_DOCUMENTO_.
La forza innegabile di Rock Rubber 45s infatti, oltre alla fascinazione verso il personaggio e verso l’epoca impareggiabile che Bobbito ha contribuito a modellare, risiede nell’onestà purissima che ha scelto di adottare. Lontano dall’autocelebrazione, riesce a trovare il perfetto bilanciamento tra le infinite apparizioni di amici, parenti e conoscenti, brillanti e inclusive, e il racconto in prima persona, sincero e toccante. Bobbito scava come in una sessione d’analisi fino alla sua infanzia, recupera il problematico rapporto con il padre e non ha paura di affrontare anche un argomento fortemente controverso, specialmente nel mondo latino, come quello degli abusi e del machismo dominante.

Ad accompagnare la storia della sua vita sono le tante persone che ha toccato con il suo passaggio, da Chuck D a Chris Paul, da Questlove a Lin-Manuel Miranda, fino ad un incredibile frammento di Earl Manigault, colui al quale è dedicato uno dei più importanti playground di New York. Ma soprattutto a raccontare l’odissea cinematografica di Bobbito ci pensano i suoi tre più grandi amori, quelli che dominano il titolo del film.

“Rock” è appunto la palla da basket. Non quella appena comprata ma quella sudata, sporca di asfalto, con la camera d’aria deformata fino ad assomigliare a un geoide. “Rubber” funziona da sineddoche per definire le scarpe da ginnastica, con la suola di gomma che le differenzia rispetto alle stringate di cuoio. “45” sono i giri al minuto che compie un vinile su un piatto e che solitamente caratterizzano i singoli o i sette pollici rispetto al Long Playing, che gira più lentamente. Questi non sono solamente gli strumenti di lavoro di Bobbito ma negli anni sono diventati delle vere e proprie estensioni del suo corpo, della sua personalità. Attraverso di loro ha imparato a conoscersi, ad esprimersi, fino a usarli come lenti d’ingrandimento per raccontare tutta la sua incredibile, folle e stupenda storia di vita.

_MATERIALE RACCOLTO_.
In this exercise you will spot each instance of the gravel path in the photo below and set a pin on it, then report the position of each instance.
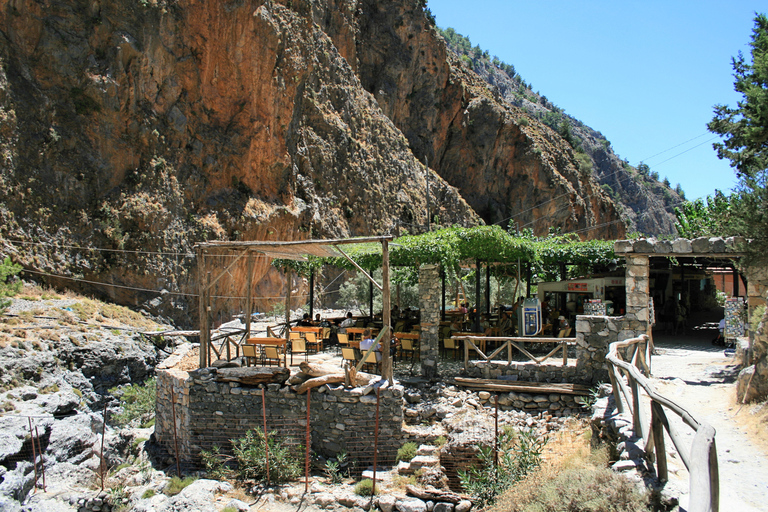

_CONSEGNA SCRITTA 1_.
Rispondi a queste domande sul testo dedicato al film Rock Rubber 45s.
(a) Quale rapporto problematico recupera Bobbito scavando fino alla sua infanzia?
(b) A chi è dedicato uno dei più importanti playground di New York?
(c) Che cosa indica il numero "45" nel titolo del film?
_CONSEGNA SCRITTA 2_.
Scrivi la parte successiva del testo sul film Rock Rubber 45s, riprendendo subito dopo l'ultima frase riportata.

_RISULTATO 1_.
(a) Il rapporto con il padre.
(b) A Earl Manigault.
(c) I giri al minuto che compie un vinile su un piatto, tipici dei singoli o dei sette pollici.

_RISULTATO 2_.
Chi è Bobbito Garcia

Per chi non fosse in confidenza con il personaggio basta sapere che Bobbito Garcia ha fatto di tutto. E lo ha fatto prima e meglio di tutti. Ha lavorato a Def Jam ai tempi dei Public Enemy e degli EPMD; ha giocato da professionista nel suo paese nativo, Portorico; ha presentato per quasi dieci anni il programma radio sull’hip-hop più importante di sempre; ha scritto il primo articolo al mondo riguardo lo Sneaker Game e il primo libro sull’argomento, Where’d You Get Those. È stato editor di Vibe, The Source e di Bounce, ha presentato il programma di ESPN It’s the shoes, si è esibito con gli Harlem Globetrotters, ha collaborato con Nike come produttore esecutivo di quasi quaranta campagne pubblicitarie, ha avuto una collezione tutta sua di Air Force 1 nel 2007, messo su dischi in cinque continenti, organizzato e giocato in tornei di basket in praticamente qualsiasi playground di New York, per ultimo il suo FullCourt21. E ora ha anche realizzato tre documentari.

Vedendo la sua vita sul grande schermo si è travolti dalla quantità di esperienze assurde e meravigliose che è riuscito ad accumulare nel tempo, con la leggerezza e la passione di chi ha cercato di essere per prima cosa se stesso. Anche quando questo ha voluto dire prendendosi dei rischi incredibili, risalendo la corrente in direzione ostinata e contraria, e riuscendo in qualche modo ad atterrare sempre in piedi.

«Sono la prova vivente che si possono fare decisioni per se stessi. In qualche caso possono essere sbagliate, in altri casi possono rivelarsi azzeccate, io sono stato molto fortunato perché ho preso molte decisioni nella mia vita che al tempo sembravano da folle e che invece si sono rivelate corrette, almeno dal mio punto di vista» mi dice quando ci incontriamo il giorno dopo, maglietta rigorosamente di due taglie più grande e pantaloncini a nascondere il ginocchio.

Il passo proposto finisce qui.